What the exercise asks
Could you restate every entry word for word, leaving the pictures out?

Start of Data extract

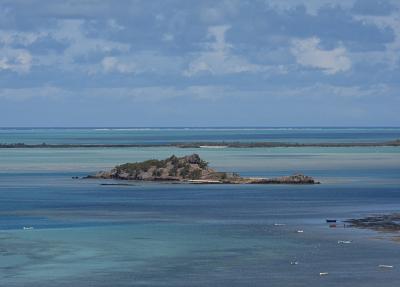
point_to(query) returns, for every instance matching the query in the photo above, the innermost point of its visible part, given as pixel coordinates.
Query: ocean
(162, 234)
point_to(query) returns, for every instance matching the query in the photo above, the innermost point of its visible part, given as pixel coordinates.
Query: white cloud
(20, 38)
(16, 60)
(391, 55)
(311, 6)
(21, 94)
(79, 43)
(112, 64)
(114, 25)
(218, 58)
(308, 53)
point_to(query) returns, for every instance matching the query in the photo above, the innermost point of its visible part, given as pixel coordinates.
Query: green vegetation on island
(190, 168)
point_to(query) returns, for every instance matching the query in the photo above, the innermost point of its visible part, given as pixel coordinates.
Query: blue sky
(199, 63)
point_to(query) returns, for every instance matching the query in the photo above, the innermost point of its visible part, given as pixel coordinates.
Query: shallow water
(87, 234)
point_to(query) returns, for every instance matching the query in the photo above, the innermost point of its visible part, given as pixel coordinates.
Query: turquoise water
(171, 135)
(148, 234)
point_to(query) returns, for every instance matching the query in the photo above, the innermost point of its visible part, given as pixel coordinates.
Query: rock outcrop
(190, 168)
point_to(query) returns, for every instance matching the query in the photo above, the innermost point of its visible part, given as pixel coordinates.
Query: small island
(189, 169)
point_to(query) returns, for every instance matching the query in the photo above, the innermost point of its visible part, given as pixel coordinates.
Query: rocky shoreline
(189, 169)
(207, 145)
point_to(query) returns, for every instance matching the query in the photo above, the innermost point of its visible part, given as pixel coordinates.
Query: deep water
(153, 234)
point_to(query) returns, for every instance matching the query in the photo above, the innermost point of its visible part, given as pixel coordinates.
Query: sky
(134, 63)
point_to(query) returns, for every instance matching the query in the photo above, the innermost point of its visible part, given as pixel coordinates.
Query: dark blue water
(88, 234)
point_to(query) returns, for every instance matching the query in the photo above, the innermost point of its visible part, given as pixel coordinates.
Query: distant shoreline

End of Data extract

Expected answer
point_to(query) returns, for every instance matching the query in the photo above, the innermost point of its visible part, given as pixel coordinates.
Query: ocean
(162, 234)
point_to(query) returns, for every instance matching the query in the photo above, the innermost point of its visible part, given as pixel coordinates.
Query: white cloud
(20, 38)
(16, 60)
(391, 55)
(311, 6)
(21, 94)
(79, 43)
(112, 64)
(114, 25)
(218, 58)
(308, 53)
point_to(query) returns, for every instance matching the query in the photo above, the innermost point of its visible part, given as pixel coordinates.
Query: green vegetation on island
(190, 168)
point_to(query) returns, for every instance matching the query in the photo above, the innermost point of its visible part, given as pixel coordinates.
Query: blue sky
(199, 63)
point_to(query) returns, for every instance matching the query in the photo above, the innermost point of its visible part, given as pixel coordinates.
Query: shallow water
(87, 234)
point_to(query) returns, for every instance matching the query in the photo above, the innermost point of its visible part, given as pixel coordinates.
Query: turquoise water
(171, 135)
(148, 234)
point_to(query) returns, for every instance matching the query in the photo above, the innermost point of its visible part, given as pixel coordinates.
Query: rock outcrop
(190, 168)
point_to(query) returns, for every instance matching the query in the photo above, the innermost point of its visible part, given as pixel coordinates.
Query: small island
(189, 169)
point_to(query) returns, for every instance matching the query in the photo above, the innermost point of its visible part, given as pixel coordinates.
Query: rocky shoreline
(189, 169)
(207, 145)
point_to(query) returns, for every instance matching the query in the photo above, the innermost point of its visible part, given as pixel coordinates.
Query: deep water
(153, 234)
point_to(query) returns, for every instance matching the query in the photo above, the innermost point of its visible part, given as pixel coordinates.
Query: sky
(134, 63)
point_to(query) returns, for every instance matching the query in the photo above, the innermost point of its visible part, given as pixel coordinates.
Query: dark blue water
(88, 234)
point_to(query) returns, for every instance matching the query in the photo above, the innermost point of its visible part, given as pixel coordinates.
Query: distant shoreline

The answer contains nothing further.